━━ Passage provided ━━

Ushered in??? The UAV was ushered in a while ago and has been comfortably relaxing in its role gathering intelligence, training pilots, and delivering small packets of ordnance to deserving recipients on an as needed basis. The scramjet may offer new roles for UAVs but the technology was and always has been a necessary step toward what was once labeled as the National Aerospace Plane.

The NASP or X-30 Aerospaceplane was a technology demonstator program developed by NASA to investigate the commercially viable sub-orbital space travel. It was a single stage to orbit passenger and light cargo craft taking off horizontally from a runway, flying to orbit and returning to earth and landing like a standard airplane. The X-30 was to use scramjet (a supersonic ramjet) as propulsion and its propellants were liquid hydrogen and atmospheric oxygen. It was proposed that the X-30 could be modified into an airliner. By using the X-30's scramjet propulsion, flights between any 2 points around the earth at mach 12 would take less than 2 hours. The X-30 was cancelled in 1993 but the technological lessons learned fueled further research in advanced propulsion engines.

And as for the military use, technology insertion is a two way street. Granted military applications are definitely possible for logistics deployment and projection of power but this has more benefits and growth potential in the commercial cargo, business, and leisure travel. The NASP was once labeled the Orient Express at one point in its development.

Current un-piloted military vehicles that have the speed and endurance to project power are called ICBMs. And what about dogfighting in the future? There is little room for dogfights at Mach 10, Allen. You’d be just as effective dogfighting in an ocean liner. You miss the first pass kill and it’s many, many miles to turn and re-engage. Dogfights, as you are thinking are best left to the Predators, Hawks, RC drones, and unmentioned CAVs already in existence. AI?? Maybe but each one currently is either reviewed by or directly driven by a human operator safely tucked away behind the FEBA.

━━━
━━ Excerpted records ━━

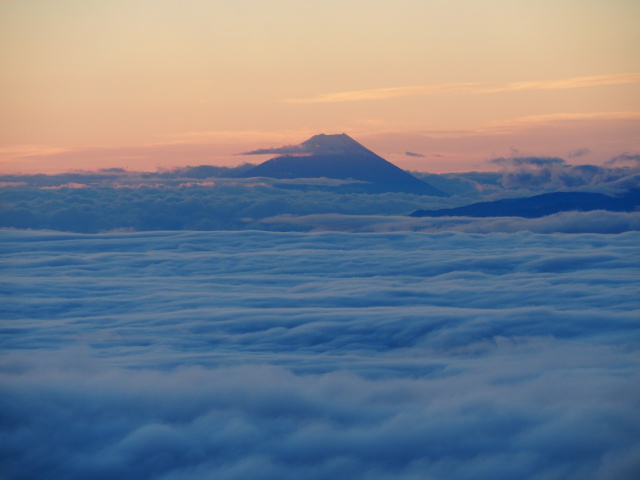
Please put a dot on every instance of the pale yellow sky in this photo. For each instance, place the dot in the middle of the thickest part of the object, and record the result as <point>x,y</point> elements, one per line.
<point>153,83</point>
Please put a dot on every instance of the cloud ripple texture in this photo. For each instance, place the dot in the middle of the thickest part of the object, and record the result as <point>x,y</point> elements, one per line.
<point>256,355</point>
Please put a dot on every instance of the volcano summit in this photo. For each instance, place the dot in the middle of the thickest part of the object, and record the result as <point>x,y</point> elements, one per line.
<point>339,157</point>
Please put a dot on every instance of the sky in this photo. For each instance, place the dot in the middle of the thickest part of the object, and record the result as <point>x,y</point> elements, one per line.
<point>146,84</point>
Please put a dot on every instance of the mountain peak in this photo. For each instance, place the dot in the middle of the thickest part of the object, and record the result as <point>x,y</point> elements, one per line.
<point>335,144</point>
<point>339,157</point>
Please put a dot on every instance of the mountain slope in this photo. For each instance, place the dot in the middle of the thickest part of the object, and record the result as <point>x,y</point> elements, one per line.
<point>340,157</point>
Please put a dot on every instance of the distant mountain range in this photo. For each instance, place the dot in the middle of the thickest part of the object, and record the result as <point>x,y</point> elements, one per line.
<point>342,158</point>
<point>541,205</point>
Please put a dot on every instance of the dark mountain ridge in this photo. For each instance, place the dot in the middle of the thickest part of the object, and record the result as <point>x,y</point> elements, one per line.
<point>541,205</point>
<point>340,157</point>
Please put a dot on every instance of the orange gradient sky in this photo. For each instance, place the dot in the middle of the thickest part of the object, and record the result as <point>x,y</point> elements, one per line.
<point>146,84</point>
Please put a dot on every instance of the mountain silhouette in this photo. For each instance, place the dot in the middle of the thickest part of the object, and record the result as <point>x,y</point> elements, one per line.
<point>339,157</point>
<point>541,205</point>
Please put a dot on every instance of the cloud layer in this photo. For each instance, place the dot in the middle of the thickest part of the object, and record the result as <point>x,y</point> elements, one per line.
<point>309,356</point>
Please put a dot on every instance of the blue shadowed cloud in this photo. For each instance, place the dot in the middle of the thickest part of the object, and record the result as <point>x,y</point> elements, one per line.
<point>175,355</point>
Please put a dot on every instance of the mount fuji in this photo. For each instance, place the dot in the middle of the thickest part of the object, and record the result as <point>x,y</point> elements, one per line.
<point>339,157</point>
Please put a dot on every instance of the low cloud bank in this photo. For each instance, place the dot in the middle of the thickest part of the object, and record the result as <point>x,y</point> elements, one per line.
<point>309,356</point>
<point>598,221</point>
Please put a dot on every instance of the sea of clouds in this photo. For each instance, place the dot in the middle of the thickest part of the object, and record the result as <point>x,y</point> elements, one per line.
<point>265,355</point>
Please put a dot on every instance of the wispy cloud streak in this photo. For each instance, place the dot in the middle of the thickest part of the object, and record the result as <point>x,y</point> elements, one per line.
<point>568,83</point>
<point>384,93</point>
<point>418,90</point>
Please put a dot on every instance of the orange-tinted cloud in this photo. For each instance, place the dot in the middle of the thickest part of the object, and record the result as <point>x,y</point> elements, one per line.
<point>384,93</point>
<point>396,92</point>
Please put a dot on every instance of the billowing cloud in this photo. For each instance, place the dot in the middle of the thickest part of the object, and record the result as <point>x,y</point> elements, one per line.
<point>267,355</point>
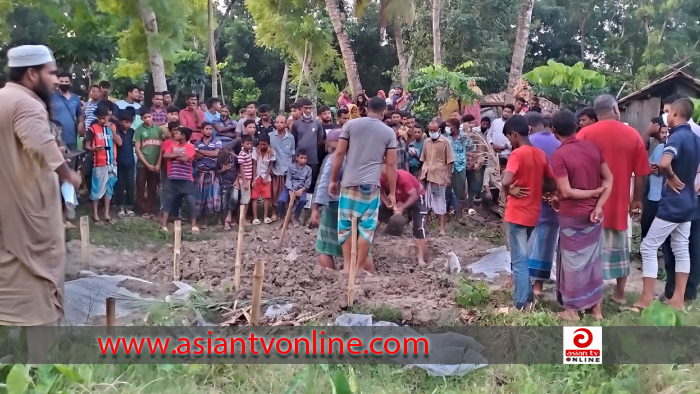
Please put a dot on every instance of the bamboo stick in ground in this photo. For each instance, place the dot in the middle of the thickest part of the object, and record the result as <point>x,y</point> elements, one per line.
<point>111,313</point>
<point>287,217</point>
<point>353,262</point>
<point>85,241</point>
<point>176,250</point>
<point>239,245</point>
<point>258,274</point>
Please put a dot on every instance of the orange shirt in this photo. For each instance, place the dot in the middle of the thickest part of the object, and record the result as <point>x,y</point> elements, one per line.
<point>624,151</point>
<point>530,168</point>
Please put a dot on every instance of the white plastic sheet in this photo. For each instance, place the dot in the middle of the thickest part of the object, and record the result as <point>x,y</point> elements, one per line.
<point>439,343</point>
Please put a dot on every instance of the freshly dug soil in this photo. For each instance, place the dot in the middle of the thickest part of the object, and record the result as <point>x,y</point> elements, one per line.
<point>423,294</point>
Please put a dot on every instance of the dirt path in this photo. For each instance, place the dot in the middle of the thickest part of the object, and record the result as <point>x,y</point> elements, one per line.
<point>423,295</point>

━━━

◆ **Questions to answer**
a - Copy the passage on the X-30 word for word, from "Ushered in??? The" to "National Aerospace Plane.".
b - Decide whether each statement agrees with the passage on the X-30, answering yes or no and quoting the words that settle it: (i) The X-30 was to take off horizontally from a runway. (ii) The X-30 was cancelled in 1993. (iii) The X-30's propellants were liquid hydrogen and liquid oxygen.
The rows come from a different source than the passage on the X-30.

◆ **Task-by-task solutions**
a -
Ushered in??? The UAV was ushered in a while ago and has been comfortably relaxing in its role gathering intelligence, training pilots, and delivering small packets of ordnance to deserving recipients on an as needed basis. The scramjet may offer new roles for UAVs but the technology was and always has been a necessary step toward what was once labeled as the National Aerospace Plane.

b -
(i) Yes: "taking off horizontally from a runway"
(ii) Yes: "The X-30 was cancelled in 1993"
(iii) No: "its propellants were liquid hydrogen and atmospheric oxygen"